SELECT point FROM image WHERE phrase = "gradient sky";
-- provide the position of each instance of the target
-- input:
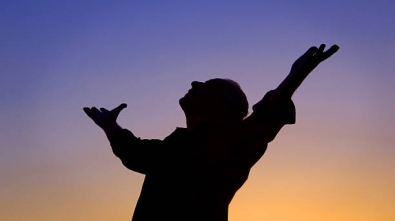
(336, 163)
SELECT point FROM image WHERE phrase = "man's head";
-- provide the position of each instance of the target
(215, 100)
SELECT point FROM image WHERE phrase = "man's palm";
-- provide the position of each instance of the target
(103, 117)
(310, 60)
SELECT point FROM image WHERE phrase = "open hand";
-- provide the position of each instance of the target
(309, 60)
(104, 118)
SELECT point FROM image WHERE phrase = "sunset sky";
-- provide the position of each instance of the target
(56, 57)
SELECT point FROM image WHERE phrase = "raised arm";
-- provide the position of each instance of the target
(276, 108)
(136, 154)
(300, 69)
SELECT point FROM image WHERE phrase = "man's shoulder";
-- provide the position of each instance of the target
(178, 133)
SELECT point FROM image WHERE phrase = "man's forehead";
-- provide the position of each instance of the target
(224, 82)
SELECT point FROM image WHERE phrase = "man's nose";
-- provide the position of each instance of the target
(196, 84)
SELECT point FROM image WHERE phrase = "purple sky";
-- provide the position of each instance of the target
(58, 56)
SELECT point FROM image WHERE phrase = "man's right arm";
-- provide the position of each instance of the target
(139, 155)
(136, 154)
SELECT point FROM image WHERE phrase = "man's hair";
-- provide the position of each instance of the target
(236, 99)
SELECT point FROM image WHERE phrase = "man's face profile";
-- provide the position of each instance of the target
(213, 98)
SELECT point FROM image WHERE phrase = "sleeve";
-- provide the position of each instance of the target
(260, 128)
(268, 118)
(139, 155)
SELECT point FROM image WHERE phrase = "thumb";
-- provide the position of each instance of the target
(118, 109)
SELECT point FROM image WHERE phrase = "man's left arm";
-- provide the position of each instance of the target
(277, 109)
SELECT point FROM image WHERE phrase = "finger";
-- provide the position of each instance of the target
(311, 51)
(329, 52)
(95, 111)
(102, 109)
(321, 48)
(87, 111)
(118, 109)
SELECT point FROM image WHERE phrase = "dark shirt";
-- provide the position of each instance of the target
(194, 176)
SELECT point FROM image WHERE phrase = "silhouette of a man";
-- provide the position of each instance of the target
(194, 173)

==

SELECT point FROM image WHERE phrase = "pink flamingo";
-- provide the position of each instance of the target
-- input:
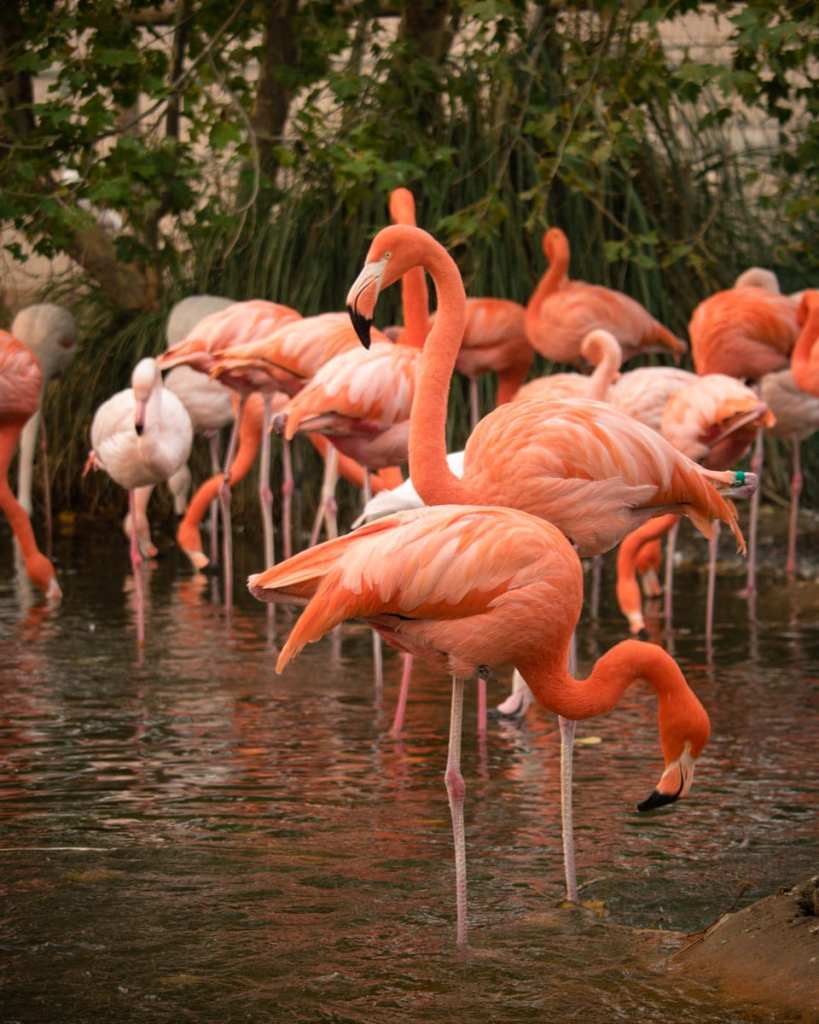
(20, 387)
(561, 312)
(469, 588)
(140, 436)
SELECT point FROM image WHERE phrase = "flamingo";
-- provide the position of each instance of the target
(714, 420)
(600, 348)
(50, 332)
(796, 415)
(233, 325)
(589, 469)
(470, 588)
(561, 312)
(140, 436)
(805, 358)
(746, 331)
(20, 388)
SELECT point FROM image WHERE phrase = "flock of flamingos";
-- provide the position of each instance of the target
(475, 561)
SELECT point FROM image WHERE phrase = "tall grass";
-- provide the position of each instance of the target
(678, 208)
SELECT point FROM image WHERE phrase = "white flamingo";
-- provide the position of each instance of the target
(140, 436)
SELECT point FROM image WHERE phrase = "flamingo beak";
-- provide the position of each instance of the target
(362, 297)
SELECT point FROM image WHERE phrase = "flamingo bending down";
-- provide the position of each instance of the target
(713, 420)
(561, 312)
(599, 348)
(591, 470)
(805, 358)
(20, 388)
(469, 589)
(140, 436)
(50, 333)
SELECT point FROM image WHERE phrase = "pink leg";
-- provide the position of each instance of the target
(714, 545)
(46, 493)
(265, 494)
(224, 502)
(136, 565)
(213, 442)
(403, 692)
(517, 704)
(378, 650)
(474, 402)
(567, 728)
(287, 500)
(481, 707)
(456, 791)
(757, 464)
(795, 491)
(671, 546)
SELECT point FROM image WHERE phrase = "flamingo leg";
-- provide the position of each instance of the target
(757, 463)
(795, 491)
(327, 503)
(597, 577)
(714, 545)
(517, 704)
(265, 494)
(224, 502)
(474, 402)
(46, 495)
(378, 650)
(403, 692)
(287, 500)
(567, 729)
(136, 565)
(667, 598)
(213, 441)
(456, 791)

==

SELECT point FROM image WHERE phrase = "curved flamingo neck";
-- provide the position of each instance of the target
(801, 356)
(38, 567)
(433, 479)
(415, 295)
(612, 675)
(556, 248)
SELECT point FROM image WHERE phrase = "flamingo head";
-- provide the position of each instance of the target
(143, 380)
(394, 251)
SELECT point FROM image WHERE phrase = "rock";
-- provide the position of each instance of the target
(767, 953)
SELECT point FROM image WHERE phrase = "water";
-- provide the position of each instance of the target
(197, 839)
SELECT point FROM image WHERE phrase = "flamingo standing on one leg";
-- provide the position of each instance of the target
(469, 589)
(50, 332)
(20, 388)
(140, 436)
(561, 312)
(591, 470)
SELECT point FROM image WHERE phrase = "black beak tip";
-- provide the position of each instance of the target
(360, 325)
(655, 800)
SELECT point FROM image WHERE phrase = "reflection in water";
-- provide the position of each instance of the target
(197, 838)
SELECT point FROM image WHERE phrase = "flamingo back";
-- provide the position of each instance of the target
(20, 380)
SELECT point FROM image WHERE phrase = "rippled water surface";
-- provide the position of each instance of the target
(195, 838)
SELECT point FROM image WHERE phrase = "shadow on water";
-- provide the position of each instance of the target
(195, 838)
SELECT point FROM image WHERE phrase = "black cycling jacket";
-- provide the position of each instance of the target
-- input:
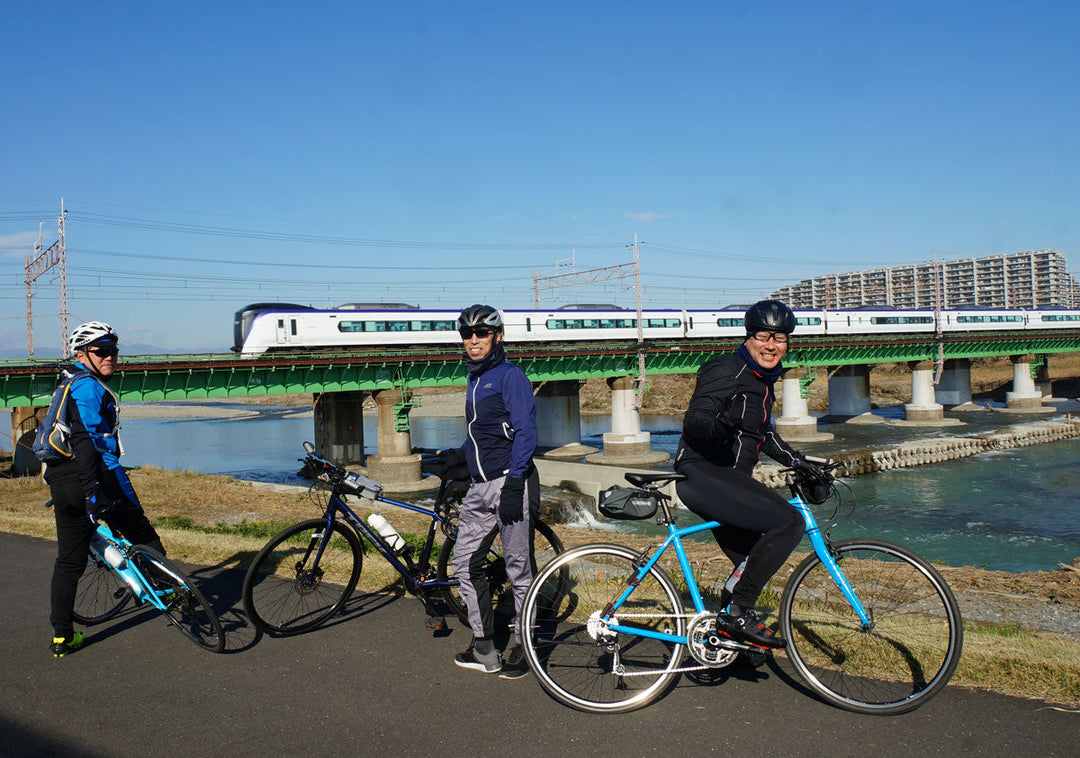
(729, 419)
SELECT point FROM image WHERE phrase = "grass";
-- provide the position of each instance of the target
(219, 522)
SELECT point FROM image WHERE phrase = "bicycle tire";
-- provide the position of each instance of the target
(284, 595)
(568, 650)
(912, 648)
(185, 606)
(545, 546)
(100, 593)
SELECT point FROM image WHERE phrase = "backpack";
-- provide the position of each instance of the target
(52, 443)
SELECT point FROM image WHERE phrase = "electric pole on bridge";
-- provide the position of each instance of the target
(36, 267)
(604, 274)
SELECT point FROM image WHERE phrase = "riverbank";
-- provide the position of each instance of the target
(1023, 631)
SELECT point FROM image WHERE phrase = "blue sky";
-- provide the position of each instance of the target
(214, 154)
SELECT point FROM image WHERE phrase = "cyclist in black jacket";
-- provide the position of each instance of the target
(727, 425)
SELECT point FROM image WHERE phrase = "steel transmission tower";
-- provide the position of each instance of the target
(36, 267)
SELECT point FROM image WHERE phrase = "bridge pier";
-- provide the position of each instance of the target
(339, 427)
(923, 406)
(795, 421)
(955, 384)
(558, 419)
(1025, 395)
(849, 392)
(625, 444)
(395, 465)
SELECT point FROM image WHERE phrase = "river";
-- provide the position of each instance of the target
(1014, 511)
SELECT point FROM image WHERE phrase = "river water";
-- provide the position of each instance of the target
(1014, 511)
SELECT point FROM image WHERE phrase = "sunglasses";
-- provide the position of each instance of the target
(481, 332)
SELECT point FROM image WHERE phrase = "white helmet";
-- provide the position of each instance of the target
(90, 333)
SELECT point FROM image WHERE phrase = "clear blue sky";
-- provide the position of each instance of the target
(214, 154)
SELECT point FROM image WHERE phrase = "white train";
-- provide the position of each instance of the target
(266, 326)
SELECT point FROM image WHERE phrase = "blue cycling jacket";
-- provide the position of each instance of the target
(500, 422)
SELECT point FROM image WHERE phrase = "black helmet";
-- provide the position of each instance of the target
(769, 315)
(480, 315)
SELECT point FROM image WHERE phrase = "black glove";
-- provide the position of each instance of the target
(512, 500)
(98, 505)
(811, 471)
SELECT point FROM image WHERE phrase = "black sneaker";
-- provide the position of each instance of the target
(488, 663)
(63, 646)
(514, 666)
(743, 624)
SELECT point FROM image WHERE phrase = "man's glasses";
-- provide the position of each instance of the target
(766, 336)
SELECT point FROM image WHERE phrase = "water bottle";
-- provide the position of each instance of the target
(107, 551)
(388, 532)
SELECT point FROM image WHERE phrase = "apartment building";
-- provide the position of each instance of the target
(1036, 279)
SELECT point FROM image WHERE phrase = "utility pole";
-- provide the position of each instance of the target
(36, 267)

* **Task goal**
Gather every line in the material above that contains the string "black" and copy each of those lines in full.

* **The answer**
SELECT point FROM image WHERE phrase = "black beak tip";
SELECT point FROM image WHERE phrase = "black cycling jacket";
SELECT point FROM image WHERE phrase = "cyclist in black jacket";
SELECT point FROM image WHERE phrase = "black helmet";
SELECT point FROM image WHERE phrase = "black glove";
SELECT point FROM image WHERE phrase = "black sneaker";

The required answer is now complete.